WORK ORDER 1 -> According to the account of Asuntah's orphanage, how many children are now in the orphanage?
WORK ORDER 2 -> Carry on the account of Asuntah's orphanage, picking up after its final sentence.

──────── EXTRACT PROVIDED

Asuntah’s passion for children who are affected or infected with Aids gained vigor, and she began to receive more orphans. By this time, she needed a new house for the children, and put a friend in charge of them. “What am I supposed to do with them?” Lucy asked. She sent money for support. And it wasn’t long before she began receiving more children than she could provide for on her own. When she requested help from the government, she was granted a considerable amount of help, and more children came who were able to find a home and even an education. One-hundred-and-four children are now in the orphanage, twenty-six infected with Aids. Grants from the government allows all the children free health care.
Sitting with Dokkas at Asuntah’s orphanage
You would think that Firecracker Asuntah stopped there and allowed the orphanage to tend to itself through the overseers she put in charge of it. A job really well done! *Pat on the back…* But Firecracker Asuntah decided to make many improvements to the children’s lives, bringing people in to show them how to make jewelry to sell and fancy crocheted work and shoes out of tires. Every child goes to school and has plenty of space in their bedrooms. Asuntah gets up so early.

────────────────
──────── STORED DATA

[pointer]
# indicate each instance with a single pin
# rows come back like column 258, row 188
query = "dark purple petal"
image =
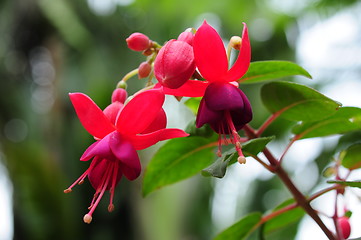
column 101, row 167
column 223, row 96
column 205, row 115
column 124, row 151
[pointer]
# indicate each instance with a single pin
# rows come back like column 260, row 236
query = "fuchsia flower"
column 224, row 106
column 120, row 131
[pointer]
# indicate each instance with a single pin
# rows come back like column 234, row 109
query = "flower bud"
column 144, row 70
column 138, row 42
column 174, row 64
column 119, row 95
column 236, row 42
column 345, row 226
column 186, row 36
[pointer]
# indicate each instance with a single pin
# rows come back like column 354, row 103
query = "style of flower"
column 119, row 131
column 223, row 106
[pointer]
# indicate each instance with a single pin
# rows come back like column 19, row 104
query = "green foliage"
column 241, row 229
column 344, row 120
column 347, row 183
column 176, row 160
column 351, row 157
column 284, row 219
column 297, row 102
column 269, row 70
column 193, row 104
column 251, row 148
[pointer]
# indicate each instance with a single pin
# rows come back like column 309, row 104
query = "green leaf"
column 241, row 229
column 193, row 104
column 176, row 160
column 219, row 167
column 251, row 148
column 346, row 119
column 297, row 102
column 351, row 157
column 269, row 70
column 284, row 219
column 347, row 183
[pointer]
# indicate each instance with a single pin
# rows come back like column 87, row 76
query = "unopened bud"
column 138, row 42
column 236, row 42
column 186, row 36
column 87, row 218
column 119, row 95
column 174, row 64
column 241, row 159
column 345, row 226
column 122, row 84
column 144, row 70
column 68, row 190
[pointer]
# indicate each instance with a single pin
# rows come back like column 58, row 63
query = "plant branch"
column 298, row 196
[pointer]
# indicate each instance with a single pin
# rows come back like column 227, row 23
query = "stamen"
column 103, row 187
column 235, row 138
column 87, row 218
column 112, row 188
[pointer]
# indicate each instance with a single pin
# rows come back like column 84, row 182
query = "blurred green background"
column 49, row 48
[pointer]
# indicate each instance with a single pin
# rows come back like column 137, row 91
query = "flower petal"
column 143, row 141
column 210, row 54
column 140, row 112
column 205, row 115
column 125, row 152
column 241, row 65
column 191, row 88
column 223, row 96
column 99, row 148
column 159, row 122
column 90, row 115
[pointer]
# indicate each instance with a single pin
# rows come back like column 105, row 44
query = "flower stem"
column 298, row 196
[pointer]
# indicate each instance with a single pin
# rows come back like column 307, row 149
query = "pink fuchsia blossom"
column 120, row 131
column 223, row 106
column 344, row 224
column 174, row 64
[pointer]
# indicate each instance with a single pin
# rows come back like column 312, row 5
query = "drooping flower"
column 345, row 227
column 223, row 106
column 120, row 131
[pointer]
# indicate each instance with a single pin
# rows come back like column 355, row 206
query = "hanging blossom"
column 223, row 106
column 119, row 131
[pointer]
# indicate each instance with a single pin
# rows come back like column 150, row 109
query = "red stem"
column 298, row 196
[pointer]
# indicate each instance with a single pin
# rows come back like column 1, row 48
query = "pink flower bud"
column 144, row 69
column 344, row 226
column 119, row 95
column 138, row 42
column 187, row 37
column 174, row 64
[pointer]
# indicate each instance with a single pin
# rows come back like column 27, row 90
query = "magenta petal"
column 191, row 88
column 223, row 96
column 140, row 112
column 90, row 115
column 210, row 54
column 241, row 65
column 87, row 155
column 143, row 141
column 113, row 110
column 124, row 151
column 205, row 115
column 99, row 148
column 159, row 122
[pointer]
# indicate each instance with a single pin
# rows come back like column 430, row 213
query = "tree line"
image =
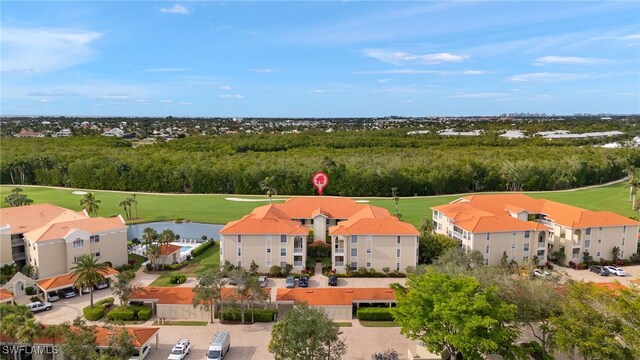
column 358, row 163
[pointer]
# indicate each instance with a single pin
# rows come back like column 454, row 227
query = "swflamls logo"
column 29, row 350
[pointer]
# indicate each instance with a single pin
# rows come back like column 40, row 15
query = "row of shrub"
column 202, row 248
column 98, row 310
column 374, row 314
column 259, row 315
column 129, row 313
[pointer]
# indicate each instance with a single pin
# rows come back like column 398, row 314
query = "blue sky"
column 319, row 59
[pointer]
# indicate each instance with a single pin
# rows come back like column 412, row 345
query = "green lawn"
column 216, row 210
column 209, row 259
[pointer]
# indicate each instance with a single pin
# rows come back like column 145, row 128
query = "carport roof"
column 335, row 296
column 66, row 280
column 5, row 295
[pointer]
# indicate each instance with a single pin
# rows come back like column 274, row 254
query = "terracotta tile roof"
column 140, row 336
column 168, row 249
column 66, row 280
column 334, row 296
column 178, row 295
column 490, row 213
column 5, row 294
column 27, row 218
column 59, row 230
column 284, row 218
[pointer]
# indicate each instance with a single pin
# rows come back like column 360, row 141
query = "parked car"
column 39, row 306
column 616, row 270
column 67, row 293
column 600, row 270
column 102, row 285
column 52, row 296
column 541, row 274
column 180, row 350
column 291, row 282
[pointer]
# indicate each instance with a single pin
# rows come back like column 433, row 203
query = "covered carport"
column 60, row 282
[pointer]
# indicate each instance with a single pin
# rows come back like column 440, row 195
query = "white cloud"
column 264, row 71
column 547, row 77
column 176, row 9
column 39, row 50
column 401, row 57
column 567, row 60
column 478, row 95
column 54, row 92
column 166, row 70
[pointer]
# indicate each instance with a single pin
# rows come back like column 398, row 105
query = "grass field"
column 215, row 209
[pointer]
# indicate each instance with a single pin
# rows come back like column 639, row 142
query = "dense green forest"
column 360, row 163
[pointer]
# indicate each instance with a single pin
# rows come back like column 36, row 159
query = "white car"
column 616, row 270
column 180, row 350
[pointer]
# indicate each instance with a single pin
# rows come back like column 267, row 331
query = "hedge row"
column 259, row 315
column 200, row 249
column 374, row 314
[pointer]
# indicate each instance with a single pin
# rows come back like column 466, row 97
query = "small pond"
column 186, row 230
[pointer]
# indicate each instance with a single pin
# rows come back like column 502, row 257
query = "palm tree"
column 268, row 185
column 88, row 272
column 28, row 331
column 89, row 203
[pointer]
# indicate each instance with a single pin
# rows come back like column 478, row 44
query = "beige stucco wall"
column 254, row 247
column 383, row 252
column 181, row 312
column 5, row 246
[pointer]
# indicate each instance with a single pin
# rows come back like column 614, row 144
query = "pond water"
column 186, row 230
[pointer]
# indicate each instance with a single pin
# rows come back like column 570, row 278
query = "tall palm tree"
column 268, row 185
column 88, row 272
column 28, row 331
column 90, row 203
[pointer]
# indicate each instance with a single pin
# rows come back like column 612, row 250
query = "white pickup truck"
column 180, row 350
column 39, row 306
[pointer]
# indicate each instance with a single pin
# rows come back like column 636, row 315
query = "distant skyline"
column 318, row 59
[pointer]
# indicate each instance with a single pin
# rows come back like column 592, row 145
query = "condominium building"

────────────────

TASK OUTPUT 1 -> One hundred and four children.

TASK OUTPUT 2 ->
I might consider 4:00 to still be night, but that’s when she’s wondering, “What more can we do?” And so she has led HIV awareness campaigns and formed a village co-op to send food to the elderly, and has even become a pastor! She talks of building a 60-by-40-meter greenhouse on her portion of inheritance from her mother’s farm, and has even established running water and electricity in many of the villager’s houses. One year she even spent all three-hundred-sixty-five days going to the city to help the prostitutes find a new way of life. Every single day she met them to collect shillings from their earnings. At the end of the year she invested the money in Kenyan Airlines, and sold the stocks for 9,000,000 shillings, which she used to buy a piece of property for the prostitutes. They’re self-sustained, now, with the apartments they’ve built and rented out.
During Kenya’s political unrest in, Asuntah was so upset that she left the house and told her husband she’d be back. A couple hours later, her husband saw her giving a speech on TV. Her phone rang. “Are you out of your mind?!” he asked. But that’s “Firecracker Asuntah”, and that’s who we are working with this month. She has introduced us to so many different people and situations, in order to expand our hearts for Africa. Her heart is huge!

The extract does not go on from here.